EXERCISE SET:
1. Answer these from the Bokeh glyphs tutorial:
(a) What other name does the tutorial give for transparency?
(b) Which function displays plots inline in a Jupyter notebook?
(c) What does passing "plot_width=400" to the figure function specify?
2. Write the next part of the Bokeh glyphs tutorial, picking up after its final sentence.

--- Start of SOURCE DOCUMENT ---

# Chapter 1 : Plotting with glyphs

## Interactive DATA Visualization with BOKEH

### 1-Plotting with glyphs
- Bokeh.plotting interface : This interface gives you a basic empty plot with sensible (but customizable) defaults for things like axes, grids, and tools. Into this plot, you can add glyphs that connect visual properties directly to your data.

### 2- What are Glyphs

2. What are Glyphs
- So what are glyphs? Glyphs are visual shapes that can be drawn on the screen. - These can be simple point-like markers such as circles, squares, or triangles - Or more sophisticated shapes such as rectangles, lines, patches, wedges, and others In every case, these shapes have visual properties that can include things like: - position or x and y coordinates for locating a shape on the plot - size or radius, fill and outline colors, or transparency (also called alpha) Let's see what this actually looks like in typical usage.

### 3 - let's see the code now

- First steps and functions to use bokeh : 
    - output_file , show : These two functions make it easy to save the plots we make in an HTML file and to open up a browser to display the file. 
    - output_notebook : in order to display plots inline in a Jupyter notebook.
    - figure : function is what creates the basic empty plot with sensible defaults I mentioned earlier


In [2]:
from bokeh.io import output_notebook, push_notebook, show, output_file
from bokeh.plotting import figure
output_notebook()

- the figure function with some arguments that control general properties of a plot. In this case, we have passed "plot_width=400" to specify that the overall canvas for drawing the plot should be 400 pixels wide. There is a corresponding plot_height if you want to change the default canvas height. We have also passed in the argument "tools=pan,box_zoom". The tools parameter can accept a list of actual tool objects, or more commonly, a comma-separated string that lists names of built-in tools. In this case, we choose to add a tool for panning the plot region, and a tool for drawing rectangular regions to zoom in on. 

- We call the "(dot) circle" method on the plot returned by figure. In this example, we pass two python lists the represent the x- and y- coordinates of the circles, respectively. All other visual properties (such as size, color, etc) will take on default values. 

- If we want to display the plot in the notebook, we should call the `show` function, set the `notebook_handle` to True then call the `push_notebook` and set the `handle` to handle (the output of the `show()` function)

- Finally, we call some functions to display the results. We call `output_file` to specify that we want to save the output to an HTML file. Then we call show(), which saves the file and conveniently opens a browser to display it.

--- End of SOURCE DOCUMENT ---
--- Start of RECORDS SHOWN ---

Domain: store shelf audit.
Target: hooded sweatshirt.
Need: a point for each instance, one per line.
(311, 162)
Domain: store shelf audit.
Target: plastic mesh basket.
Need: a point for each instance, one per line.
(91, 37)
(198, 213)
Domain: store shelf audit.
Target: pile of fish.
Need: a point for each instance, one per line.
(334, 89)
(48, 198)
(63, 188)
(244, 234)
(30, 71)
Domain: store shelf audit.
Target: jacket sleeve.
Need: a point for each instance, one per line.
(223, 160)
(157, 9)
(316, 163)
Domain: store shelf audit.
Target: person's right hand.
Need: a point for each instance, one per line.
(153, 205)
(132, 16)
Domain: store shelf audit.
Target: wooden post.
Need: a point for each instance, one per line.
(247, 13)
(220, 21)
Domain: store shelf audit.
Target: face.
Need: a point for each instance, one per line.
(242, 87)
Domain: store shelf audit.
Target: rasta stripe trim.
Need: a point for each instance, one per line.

--- End of RECORDS SHOWN ---

ANSWER LIST:
1.
(a) Alpha.
(b) output_notebook.
(c) That the overall canvas for drawing the plot should be 400 pixels wide.

2.
In [5]:
plot = figure(plot_width = 400, tools = 'pan,box_zoom')
plot.circle([1,2,3,4,5],[8,6,5,2,3])
handle = show(plot, notebook_handle=True)
plot.title.text = "New Title"
push_notebook(handle=handle)
output_file('circle.html')
#show(plot)

### 4 - Glyph properties

- What kinds of values can be attached to glyph properties? We have seen that Python lists can be passed in, but more generally, any sequence type will do: tuples, arrays, columns from DataFrames all work as well. It's also possible to configure properties with a single fixed value. In that case, however many glyphs are actually drawn; they will all have the same value for that property. This already happened implicitly in the previous example: we supplied lists for the x and y coordinates, but the size, color, and transparency had single default values that carried over to every circle that was actually drawn. In the example code here, we have set the x value to 10, but given lists y and for size. In the output we can see that all the circles are centered at x=10, but the y values and sizes vary according to the lists that we passed in.

In [8]:
plot = figure(plot_width = 400, tools = 'pan,box_zoom')
plot.circle(x = 10, y = [1,2,3,4], size = [10,20,30,40])
show(plot)

### 5. Markers
- The first set of exercises will give us practice with marker-like glyphs. We will use circles throughout, but I should mention that Bokeh comes with many standard maker shapes built-in. Here is a list of all the built-in markers.
    - asterisk()
    
    - circle()
    - circle_cross()
    - circle_x()
    
    - cross()
    
    - diamond()
    - diamond_cross()
    
    - inverted_triangle()
    
    - square()
    - square_cross()
    - square_x()
    
    - triangle()
    - x()
    
    - annulus()
    - annular_wedge()
    - wedge()
    - rect()
    - quad()
    - vbar()
    - hbar()
    - image()
    - image_rgba()
    - image_url()
    - patch()
    - patches()
    - line()
    - multi_line()
    - circle()
    - oval()
    - ellipse()
    - arc()
    - quadratic()
    - bezier()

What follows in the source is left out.